## EXERCISE:
Extract every line of the listing below in which the word "pillow" appears, and copy each such line in full.

## PROVIDED RECORDS:
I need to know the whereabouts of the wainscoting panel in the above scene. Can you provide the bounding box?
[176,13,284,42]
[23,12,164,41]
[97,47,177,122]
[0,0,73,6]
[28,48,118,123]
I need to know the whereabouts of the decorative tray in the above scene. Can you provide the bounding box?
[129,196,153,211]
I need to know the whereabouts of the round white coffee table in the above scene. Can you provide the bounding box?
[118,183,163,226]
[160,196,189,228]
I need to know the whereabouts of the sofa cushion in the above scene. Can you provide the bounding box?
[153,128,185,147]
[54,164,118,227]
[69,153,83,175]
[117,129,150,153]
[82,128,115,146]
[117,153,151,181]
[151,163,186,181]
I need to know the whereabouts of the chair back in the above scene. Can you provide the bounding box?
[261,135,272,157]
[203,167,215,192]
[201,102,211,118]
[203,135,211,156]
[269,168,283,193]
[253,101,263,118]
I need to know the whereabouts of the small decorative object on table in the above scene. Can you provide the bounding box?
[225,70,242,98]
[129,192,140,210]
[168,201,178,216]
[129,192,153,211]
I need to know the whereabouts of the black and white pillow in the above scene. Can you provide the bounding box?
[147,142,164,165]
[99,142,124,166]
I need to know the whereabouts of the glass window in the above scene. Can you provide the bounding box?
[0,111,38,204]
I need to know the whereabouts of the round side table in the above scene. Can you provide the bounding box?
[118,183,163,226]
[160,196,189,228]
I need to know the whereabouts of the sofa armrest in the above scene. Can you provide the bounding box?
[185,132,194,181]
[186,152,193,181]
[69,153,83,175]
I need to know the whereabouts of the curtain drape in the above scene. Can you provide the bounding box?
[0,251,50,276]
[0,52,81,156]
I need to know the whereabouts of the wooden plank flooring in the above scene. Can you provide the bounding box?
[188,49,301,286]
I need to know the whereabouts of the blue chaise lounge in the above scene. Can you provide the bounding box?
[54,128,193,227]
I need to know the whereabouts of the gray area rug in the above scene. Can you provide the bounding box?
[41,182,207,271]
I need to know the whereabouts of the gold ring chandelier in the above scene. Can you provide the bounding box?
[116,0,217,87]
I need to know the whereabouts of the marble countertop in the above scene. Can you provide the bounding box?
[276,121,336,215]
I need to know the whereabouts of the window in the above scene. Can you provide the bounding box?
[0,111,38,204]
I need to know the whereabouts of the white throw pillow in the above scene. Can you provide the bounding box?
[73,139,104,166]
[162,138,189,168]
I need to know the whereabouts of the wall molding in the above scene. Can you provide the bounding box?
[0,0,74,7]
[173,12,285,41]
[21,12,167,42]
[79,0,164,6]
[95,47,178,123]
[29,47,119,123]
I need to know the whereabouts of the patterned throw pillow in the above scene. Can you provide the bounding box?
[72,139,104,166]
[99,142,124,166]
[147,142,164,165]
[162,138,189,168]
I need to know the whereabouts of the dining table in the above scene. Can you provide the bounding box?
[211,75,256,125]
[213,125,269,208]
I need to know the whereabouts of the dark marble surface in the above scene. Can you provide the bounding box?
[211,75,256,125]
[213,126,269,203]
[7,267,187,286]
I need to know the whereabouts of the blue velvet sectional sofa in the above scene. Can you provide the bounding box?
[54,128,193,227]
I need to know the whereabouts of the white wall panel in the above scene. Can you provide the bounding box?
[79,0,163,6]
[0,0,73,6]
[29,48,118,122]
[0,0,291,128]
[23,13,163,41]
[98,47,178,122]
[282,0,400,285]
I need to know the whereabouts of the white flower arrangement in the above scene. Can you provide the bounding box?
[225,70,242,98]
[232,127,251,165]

## REPLY TO THE EXERCISE:
I need to know the whereabouts of the black and white pillow in the above scene. Can you provide the bounding box?
I need to know the whereabouts of the white throw pillow in the above scene. Can you provide the bounding box?
I need to know the whereabouts of the patterned throw pillow in the above scene. Can you provide the bounding box?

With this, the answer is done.